Items from a data source

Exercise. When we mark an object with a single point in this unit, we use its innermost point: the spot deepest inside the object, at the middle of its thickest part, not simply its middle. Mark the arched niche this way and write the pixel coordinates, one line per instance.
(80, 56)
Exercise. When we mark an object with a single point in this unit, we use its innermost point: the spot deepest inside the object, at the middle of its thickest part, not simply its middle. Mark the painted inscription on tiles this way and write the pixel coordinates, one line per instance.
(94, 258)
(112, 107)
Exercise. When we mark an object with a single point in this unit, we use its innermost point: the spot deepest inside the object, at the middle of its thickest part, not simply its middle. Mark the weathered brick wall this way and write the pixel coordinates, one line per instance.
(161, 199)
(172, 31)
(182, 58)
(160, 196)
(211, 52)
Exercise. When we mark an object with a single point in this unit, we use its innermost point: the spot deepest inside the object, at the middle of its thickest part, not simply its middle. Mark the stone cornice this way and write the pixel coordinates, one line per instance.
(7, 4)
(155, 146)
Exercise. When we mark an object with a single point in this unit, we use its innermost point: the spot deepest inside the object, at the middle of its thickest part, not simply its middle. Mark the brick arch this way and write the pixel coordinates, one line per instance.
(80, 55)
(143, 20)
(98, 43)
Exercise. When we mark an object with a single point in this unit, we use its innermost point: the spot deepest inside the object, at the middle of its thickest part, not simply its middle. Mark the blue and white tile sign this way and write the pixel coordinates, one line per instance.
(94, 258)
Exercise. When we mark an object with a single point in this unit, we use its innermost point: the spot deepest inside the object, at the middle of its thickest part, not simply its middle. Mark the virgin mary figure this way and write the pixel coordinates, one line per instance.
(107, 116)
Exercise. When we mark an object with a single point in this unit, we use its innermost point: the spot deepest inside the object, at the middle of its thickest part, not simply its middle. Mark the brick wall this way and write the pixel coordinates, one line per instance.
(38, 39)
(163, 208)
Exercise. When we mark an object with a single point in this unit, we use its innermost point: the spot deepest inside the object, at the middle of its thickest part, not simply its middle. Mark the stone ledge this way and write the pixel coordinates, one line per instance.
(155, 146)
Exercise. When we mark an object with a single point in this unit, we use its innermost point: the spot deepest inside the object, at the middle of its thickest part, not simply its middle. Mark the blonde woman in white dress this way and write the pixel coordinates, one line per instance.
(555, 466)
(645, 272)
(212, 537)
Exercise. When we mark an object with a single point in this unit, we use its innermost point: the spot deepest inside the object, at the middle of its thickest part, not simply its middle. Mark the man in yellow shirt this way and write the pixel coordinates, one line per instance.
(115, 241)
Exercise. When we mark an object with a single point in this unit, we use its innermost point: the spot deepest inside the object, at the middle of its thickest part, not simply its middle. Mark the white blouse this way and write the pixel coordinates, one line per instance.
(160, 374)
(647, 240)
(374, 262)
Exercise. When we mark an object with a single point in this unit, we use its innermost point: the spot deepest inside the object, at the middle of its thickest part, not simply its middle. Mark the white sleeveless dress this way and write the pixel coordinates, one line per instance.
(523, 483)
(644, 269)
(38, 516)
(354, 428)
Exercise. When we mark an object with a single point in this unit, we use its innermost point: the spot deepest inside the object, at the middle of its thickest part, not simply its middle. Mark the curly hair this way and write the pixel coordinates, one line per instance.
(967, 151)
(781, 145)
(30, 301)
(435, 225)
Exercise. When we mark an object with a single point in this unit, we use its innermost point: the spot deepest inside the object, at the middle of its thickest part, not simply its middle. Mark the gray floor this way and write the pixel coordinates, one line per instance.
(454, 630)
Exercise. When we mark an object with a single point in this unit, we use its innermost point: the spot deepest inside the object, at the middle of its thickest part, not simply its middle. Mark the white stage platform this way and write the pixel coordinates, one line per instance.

◆ **Exercise goal**
Starting at the line with "Mark the gray", restate each line through the end of the records, both ends included, and stop there.

◆ **Output below**
Exercise. When we mark an object with a single point in this unit, we use its innermost point: the spot deepest inside the object, at the middle of its thickest part, not simply its middle. Mark the gray floor this way and write the pixel coordinates, one line per instance.
(454, 630)
Exercise. When we mark an object with a single point in this unit, we use its innermost point: the spot deepest inside the object, at the middle of its thickest part, not simply its middle. Mark the white stage platform this way and write the pixel coordinates, one line per instance.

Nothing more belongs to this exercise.